- Tasks to perform
• 1. According to the text on last-minute IRA contributions, why does an investor who contributes at the deadline end up with less over 30 years than one who invests at the start of the tax year? Answer in one to three sentences.
• 2. Copy the passage of the text on last-minute IRA contributions that starts at "The investor rush" and ends at "15 tax deadline.".

[START OF Text to read]

The investor rush to beat the April 15 deadline for IRA contributions often leads to bad decisions. Here's how to keep your investments growing.

It happens every year around this time: the rush by investors to make 11th-hour contributions to their IRAs before the April 15 tax deadline.

If you’ve recently managed to send in your contribution, congrats. But next time around, plan ahead—turns out, this beat-the-clock strategy comes at a cost, or a “procrastination penalty,” according to Vanguard.

Over 30 years, a last-minute IRA investor will wind up with $15,500 less than someone who invests at the start of the tax year, assuming identical contributions and returns, Vanguard calculations show. The reason for the procrastinator’s shortfall, of course, is the lost compounding of that money, which has less time to grow.

Granted, missing out on $15,500 over 30 years may not sound like an enormous penalty, though anyone who wants to send me a check for this amount is more than welcome to do so. But lost earnings aren’t the only cost of the IRA rush—last-minute contributions also lead to poor investment decisions, which may further erode your portfolio.

[END OF Text to read]
[START OF Stored rows]

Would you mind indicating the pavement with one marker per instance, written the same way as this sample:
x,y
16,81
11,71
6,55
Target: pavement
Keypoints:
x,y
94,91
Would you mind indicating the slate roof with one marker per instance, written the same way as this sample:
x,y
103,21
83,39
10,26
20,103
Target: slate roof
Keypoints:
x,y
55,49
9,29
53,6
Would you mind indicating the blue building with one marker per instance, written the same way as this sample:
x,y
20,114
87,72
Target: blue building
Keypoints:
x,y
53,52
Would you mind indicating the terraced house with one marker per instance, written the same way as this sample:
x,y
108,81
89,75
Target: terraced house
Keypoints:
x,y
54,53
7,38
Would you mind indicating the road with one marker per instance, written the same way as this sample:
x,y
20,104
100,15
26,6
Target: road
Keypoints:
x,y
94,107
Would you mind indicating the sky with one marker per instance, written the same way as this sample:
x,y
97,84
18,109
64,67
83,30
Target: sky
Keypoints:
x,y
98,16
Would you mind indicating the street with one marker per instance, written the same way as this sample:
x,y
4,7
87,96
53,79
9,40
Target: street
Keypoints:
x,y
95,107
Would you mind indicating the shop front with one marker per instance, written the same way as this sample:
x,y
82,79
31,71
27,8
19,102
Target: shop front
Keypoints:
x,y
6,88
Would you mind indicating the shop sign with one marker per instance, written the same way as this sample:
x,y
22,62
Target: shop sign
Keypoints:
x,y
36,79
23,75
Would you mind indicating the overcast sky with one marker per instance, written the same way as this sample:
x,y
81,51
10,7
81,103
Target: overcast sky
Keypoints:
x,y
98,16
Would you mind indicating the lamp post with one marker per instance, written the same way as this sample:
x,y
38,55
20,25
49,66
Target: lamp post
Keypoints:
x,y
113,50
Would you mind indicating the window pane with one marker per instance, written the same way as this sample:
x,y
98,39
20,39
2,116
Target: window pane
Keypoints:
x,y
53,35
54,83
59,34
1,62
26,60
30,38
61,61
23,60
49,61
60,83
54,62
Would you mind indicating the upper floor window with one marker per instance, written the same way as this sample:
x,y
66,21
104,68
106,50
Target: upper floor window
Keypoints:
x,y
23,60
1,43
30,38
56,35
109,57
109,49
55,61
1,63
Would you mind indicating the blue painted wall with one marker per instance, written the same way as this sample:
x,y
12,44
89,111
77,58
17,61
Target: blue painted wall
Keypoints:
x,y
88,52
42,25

[END OF Stored rows]

- Answers given
• 1. The last-minute investor loses out on compounding, because money contributed late has less time to grow. Over 30 years, with identical contributions and returns, Vanguard calculates the shortfall at $15,500.

• 2.
The investor rush to beat the April 15 deadline for IRA contributions often leads to bad decisions. Here's how to keep your investments growing.

It happens every year around this time: the rush by investors to make 11th-hour contributions to their IRAs before the April 15 tax deadline.